### Input data

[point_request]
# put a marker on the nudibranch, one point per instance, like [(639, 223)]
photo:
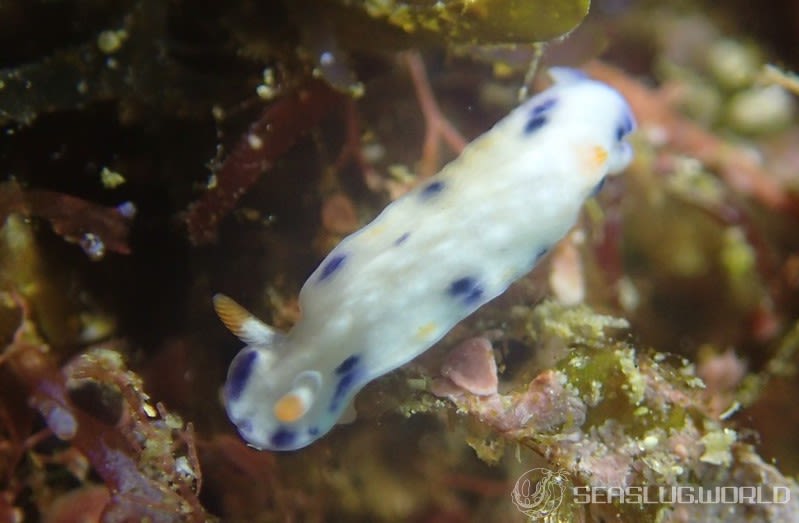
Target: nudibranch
[(390, 290)]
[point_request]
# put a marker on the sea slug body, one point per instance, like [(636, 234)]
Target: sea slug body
[(389, 291)]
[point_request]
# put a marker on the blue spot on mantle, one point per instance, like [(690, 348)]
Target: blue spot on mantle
[(332, 265), (345, 384), (467, 289), (282, 437), (432, 189), (402, 238), (543, 107), (239, 374), (348, 364)]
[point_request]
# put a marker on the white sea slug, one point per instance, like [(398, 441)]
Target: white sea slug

######

**Stated problem**
Revise the part of the records that begins at the start and closes with the line containing "[(389, 291)]": replace "nudibranch" with "mollusk" and keep everything else as it is. Give only those lines, without the pictures.

**Solution to the exercise**
[point_request]
# put a marker on the mollusk, one point per instance, like [(639, 223)]
photo:
Target: mollusk
[(390, 290)]
[point_request]
# put a marker on the sea slug body, one point per instance, like [(636, 234)]
Target: sea slug body
[(389, 291)]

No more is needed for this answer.